**EXERCISE BRIEF:**
Write every record out again exactly as shown below.
*** EXERCISE INPUT Section Begins ***
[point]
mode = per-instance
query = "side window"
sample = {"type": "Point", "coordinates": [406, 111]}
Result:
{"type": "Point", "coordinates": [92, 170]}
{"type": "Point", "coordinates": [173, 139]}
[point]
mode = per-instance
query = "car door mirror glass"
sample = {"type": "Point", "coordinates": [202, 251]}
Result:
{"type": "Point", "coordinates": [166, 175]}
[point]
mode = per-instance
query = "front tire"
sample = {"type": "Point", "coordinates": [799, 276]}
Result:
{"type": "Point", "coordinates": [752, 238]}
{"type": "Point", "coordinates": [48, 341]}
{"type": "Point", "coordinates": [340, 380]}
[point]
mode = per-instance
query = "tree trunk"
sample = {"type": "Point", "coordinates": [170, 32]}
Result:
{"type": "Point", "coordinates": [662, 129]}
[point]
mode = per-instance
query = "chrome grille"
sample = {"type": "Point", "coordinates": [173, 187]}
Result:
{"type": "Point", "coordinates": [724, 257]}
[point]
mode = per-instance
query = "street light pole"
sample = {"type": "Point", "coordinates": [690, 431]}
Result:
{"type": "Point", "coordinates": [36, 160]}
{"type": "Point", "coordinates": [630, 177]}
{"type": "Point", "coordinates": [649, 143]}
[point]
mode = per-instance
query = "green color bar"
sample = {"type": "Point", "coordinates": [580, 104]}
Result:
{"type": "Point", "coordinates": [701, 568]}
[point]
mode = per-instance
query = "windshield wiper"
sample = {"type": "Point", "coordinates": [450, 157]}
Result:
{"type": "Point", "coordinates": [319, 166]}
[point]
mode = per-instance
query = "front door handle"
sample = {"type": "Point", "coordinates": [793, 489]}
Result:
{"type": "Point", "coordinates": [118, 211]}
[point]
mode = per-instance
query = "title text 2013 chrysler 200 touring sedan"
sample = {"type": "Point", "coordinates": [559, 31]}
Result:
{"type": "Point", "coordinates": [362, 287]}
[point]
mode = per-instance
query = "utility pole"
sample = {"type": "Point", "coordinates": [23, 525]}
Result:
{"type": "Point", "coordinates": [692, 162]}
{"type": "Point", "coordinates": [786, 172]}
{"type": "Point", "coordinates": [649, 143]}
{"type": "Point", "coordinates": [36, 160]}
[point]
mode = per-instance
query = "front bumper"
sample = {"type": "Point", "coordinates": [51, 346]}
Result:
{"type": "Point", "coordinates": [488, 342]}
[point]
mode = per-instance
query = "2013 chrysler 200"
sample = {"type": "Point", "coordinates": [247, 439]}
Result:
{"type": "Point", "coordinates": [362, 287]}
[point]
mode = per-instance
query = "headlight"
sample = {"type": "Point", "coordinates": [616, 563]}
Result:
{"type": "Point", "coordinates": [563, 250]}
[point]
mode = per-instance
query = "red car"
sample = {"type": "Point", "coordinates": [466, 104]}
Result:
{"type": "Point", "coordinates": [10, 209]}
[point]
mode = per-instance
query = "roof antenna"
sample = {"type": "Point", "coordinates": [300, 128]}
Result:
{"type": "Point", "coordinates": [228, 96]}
*** EXERCISE INPUT Section Ends ***
**EXERCISE RESULT:**
[point]
mode = per-instance
query = "side window"
sample = {"type": "Point", "coordinates": [406, 111]}
Result:
{"type": "Point", "coordinates": [92, 170]}
{"type": "Point", "coordinates": [173, 139]}
[point]
mode = per-instance
query = "car door mirror glass"
sample = {"type": "Point", "coordinates": [202, 251]}
Result:
{"type": "Point", "coordinates": [166, 175]}
[point]
mode = per-instance
query = "front tire"
sample = {"type": "Point", "coordinates": [799, 276]}
Result:
{"type": "Point", "coordinates": [752, 238]}
{"type": "Point", "coordinates": [48, 341]}
{"type": "Point", "coordinates": [340, 380]}
[point]
mode = per-instance
query = "tree trunk"
sample = {"type": "Point", "coordinates": [170, 32]}
Result:
{"type": "Point", "coordinates": [662, 129]}
[point]
mode = per-instance
query = "chrome grille"
sample = {"type": "Point", "coordinates": [173, 187]}
Result:
{"type": "Point", "coordinates": [724, 257]}
[point]
mode = per-instance
query = "street light pole"
sample = {"type": "Point", "coordinates": [690, 431]}
Result:
{"type": "Point", "coordinates": [36, 160]}
{"type": "Point", "coordinates": [630, 177]}
{"type": "Point", "coordinates": [649, 143]}
[point]
mode = per-instance
query = "green color bar"
sample = {"type": "Point", "coordinates": [580, 104]}
Result:
{"type": "Point", "coordinates": [701, 568]}
[point]
mode = per-instance
query = "windshield wiper"
sample = {"type": "Point", "coordinates": [450, 157]}
Result:
{"type": "Point", "coordinates": [319, 166]}
[point]
mode = per-instance
query = "front door handle"
sample = {"type": "Point", "coordinates": [793, 489]}
Result:
{"type": "Point", "coordinates": [118, 211]}
[point]
mode = per-instance
query = "title text 2013 chrysler 200 touring sedan"
sample = {"type": "Point", "coordinates": [559, 31]}
Result:
{"type": "Point", "coordinates": [362, 287]}
[point]
mode = per-instance
query = "utility pole"
sample = {"type": "Point", "coordinates": [23, 525]}
Result:
{"type": "Point", "coordinates": [692, 162]}
{"type": "Point", "coordinates": [786, 172]}
{"type": "Point", "coordinates": [649, 143]}
{"type": "Point", "coordinates": [36, 160]}
[point]
mode = per-instance
query = "front bumper"
sample = {"type": "Point", "coordinates": [51, 346]}
Result:
{"type": "Point", "coordinates": [488, 342]}
[point]
mode = per-instance
query = "2013 chrysler 200"
sample = {"type": "Point", "coordinates": [247, 439]}
Result:
{"type": "Point", "coordinates": [362, 287]}
[point]
mode = per-instance
query = "headlight"
sample = {"type": "Point", "coordinates": [616, 563]}
Result:
{"type": "Point", "coordinates": [563, 250]}
[point]
mode = per-instance
query = "red car"
sample = {"type": "Point", "coordinates": [466, 104]}
Result:
{"type": "Point", "coordinates": [10, 209]}
[point]
mode = per-instance
query = "roof antenna"
sample = {"type": "Point", "coordinates": [300, 128]}
Result:
{"type": "Point", "coordinates": [228, 96]}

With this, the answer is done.